WRITTEN REQUEST:
Copy every line of the listing below word for word, leaving out the pictures.

EXERCISE INPUT:
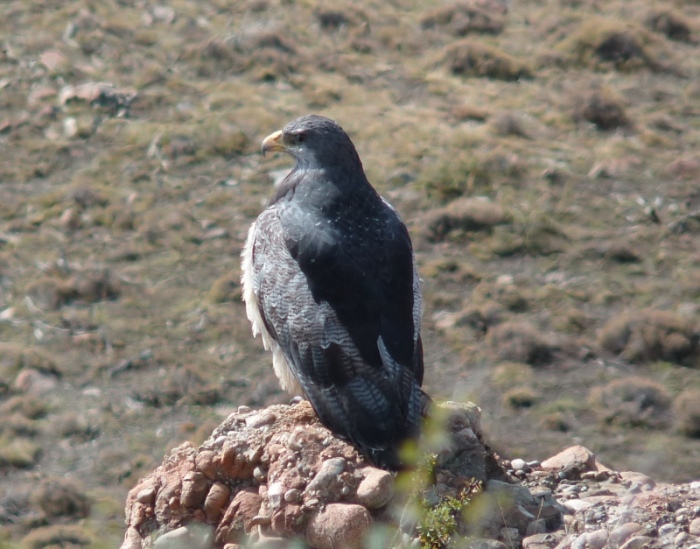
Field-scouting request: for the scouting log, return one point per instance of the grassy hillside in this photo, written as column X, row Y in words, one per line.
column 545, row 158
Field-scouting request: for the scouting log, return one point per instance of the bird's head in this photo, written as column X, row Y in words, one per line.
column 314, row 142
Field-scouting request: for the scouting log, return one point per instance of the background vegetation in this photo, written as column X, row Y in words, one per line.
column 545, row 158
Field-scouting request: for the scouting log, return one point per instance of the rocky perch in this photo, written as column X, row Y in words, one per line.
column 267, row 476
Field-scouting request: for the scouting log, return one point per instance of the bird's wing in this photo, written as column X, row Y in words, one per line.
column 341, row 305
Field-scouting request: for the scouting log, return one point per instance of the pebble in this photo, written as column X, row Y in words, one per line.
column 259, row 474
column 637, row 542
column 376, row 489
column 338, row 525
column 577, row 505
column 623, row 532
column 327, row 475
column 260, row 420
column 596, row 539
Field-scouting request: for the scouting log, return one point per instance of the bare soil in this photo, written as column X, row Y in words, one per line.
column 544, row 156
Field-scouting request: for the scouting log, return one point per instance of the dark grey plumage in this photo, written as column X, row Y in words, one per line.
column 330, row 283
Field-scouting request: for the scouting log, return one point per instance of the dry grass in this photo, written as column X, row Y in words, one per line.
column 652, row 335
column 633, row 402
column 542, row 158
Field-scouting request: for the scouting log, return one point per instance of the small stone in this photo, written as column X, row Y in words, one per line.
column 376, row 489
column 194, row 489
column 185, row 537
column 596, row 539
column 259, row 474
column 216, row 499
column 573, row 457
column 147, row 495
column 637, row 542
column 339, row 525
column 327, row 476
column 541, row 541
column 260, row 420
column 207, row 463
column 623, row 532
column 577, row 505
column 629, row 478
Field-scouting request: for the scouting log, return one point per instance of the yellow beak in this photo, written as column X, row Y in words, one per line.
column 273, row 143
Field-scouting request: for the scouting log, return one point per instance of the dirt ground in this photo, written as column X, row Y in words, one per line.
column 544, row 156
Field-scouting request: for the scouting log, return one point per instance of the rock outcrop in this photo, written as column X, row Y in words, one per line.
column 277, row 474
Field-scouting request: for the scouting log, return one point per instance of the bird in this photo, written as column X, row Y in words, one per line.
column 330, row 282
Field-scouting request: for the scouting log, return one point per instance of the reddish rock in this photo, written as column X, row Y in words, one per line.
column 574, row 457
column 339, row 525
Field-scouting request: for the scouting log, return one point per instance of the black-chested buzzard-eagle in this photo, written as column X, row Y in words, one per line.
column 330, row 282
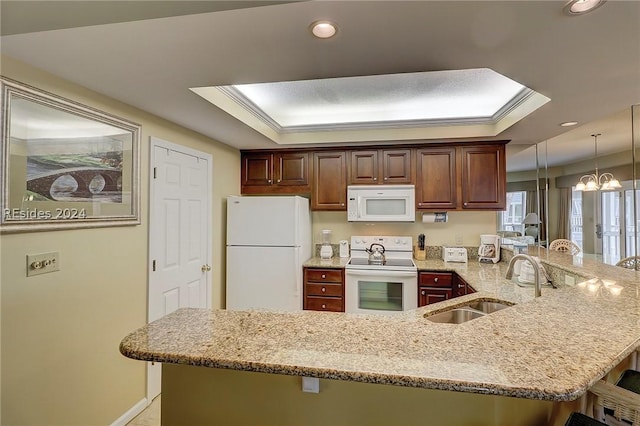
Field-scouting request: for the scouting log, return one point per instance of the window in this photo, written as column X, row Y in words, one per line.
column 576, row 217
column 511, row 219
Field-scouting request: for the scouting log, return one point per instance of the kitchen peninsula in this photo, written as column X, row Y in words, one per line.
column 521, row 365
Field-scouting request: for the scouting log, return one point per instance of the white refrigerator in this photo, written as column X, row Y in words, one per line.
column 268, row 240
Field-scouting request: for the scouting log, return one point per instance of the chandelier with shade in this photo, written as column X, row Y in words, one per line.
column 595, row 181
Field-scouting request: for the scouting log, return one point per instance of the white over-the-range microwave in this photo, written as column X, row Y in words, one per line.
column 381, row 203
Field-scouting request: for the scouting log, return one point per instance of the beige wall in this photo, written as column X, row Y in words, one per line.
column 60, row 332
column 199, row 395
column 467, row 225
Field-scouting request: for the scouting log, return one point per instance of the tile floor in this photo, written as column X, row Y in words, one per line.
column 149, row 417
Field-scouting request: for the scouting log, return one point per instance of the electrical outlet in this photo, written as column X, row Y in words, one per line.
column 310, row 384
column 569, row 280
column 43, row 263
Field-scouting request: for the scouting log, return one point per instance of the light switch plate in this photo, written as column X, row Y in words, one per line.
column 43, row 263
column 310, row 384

WORKED ANSWER:
Field-scouting request: for the scouting log, return one point per instance of the grassy hillside in this photo, written as column X, row Y in words, one per line.
column 545, row 158
Field-scouting request: for the scouting log, return one point per instance of the bird's head in this photo, written as column X, row Y in words, one per line.
column 314, row 142
Field-scouting request: for the scouting log, return one point per instance of the background vegetation in this photo, written as column X, row Y in words, one per line.
column 545, row 158
Field-scouting request: for the scouting log, return one point per instance of the rocky perch in this photo, written as column X, row Y in words, one per line.
column 267, row 476
Field-scouting request: for the scouting log, return one point per instance of the bird's wing in this photo, written as column X, row Y in words, one per line.
column 341, row 305
Field-scouting request: for the scouting log, return one point per instance of the pebble in this photo, written as column X, row Y in words, one per line.
column 259, row 474
column 637, row 542
column 376, row 489
column 338, row 525
column 577, row 505
column 623, row 532
column 327, row 475
column 260, row 420
column 596, row 539
Field-scouting request: for the scouting log, return one point per instance of the bare soil in this photo, written as column X, row Y in words, one per line.
column 544, row 156
Field-scouting request: for the scouting log, return one point per instance of the dark grey plumage in this photo, written as column X, row Y in words, one per line.
column 330, row 283
Field-scouting request: for the scouting log, return one point per instance of the dry grass in this photo, written as column X, row Y in words, one per line.
column 652, row 335
column 633, row 402
column 542, row 158
Field-scouting request: for the scouting log, return one point per instance of the small stone in this photo, written as column X, row Y in words, one per line.
column 376, row 489
column 194, row 489
column 185, row 537
column 596, row 539
column 259, row 474
column 216, row 499
column 573, row 457
column 147, row 495
column 637, row 542
column 339, row 525
column 327, row 476
column 541, row 541
column 260, row 420
column 207, row 463
column 623, row 532
column 577, row 505
column 629, row 478
Field-scouting request: for the scouting log, return one point per instance of the yellow beak in this photo, written as column X, row Y in words, one per line.
column 273, row 143
Field-scouting request: for the scouting log, return one point per instance of the dirt ground in this photo, written as column X, row Y in words, one per line.
column 544, row 156
Field-scouting request: for the scouting log, return one point per instance of the rock outcrop in this photo, written as column X, row Y in words, one per line.
column 277, row 474
Field-scouting request: for the scouting log, return one point per instance of the bird in this photo, written as column X, row Y in words, one per line.
column 330, row 282
Field-scouting request: for the scouting log, return one point per instance of the reddish rock in this photo, written as column X, row Y in words, one per line.
column 574, row 457
column 339, row 525
Field-scouting request: for the scouting log, return one point per instance of the black-chested buzzard-eagle in this photo, written as column X, row Y in words, one per line.
column 330, row 282
Field-scouting request: for the scouting log, return one point per instance of the window in this photo, written as column X, row Y in words, one per line.
column 576, row 217
column 511, row 219
Field-scouting request: for the scouting log, return one point per instance of the kitchen peninsula in this photo, written as column X, row Y in words, one per line.
column 521, row 365
Field-scouting request: for the scouting log, return one point per instance of the white refrigerator in this photo, written as column X, row Y in words, one per line.
column 268, row 240
Field-scouting request: for the scouting log, return one point per instance of the chandelier with shade in this photo, written as column X, row Y in words, one per line.
column 595, row 181
Field-scouting request: for the scouting log, return one point per instance of the white over-the-range microwave in this photo, written as column X, row Y in words, one per line.
column 381, row 203
Field-scouting request: for the scouting log, return one point per instance of the beige wall in this photo, written as column X, row Y in words, one per line.
column 60, row 332
column 199, row 395
column 467, row 225
Field-scouting request: for the scouting log, return one point per instance of the tile floor in this photo, written as column X, row Y in words, one per line.
column 149, row 417
Field-scouting request: for the scouting log, return one point per instance of the electrical outlet in this photo, written as column X, row Y in words, one per line.
column 310, row 384
column 569, row 280
column 43, row 263
Field-scouting request: for the scouting log, return one point per instance of the light switch plate in this photo, written as column X, row Y in words, one per line.
column 43, row 263
column 310, row 384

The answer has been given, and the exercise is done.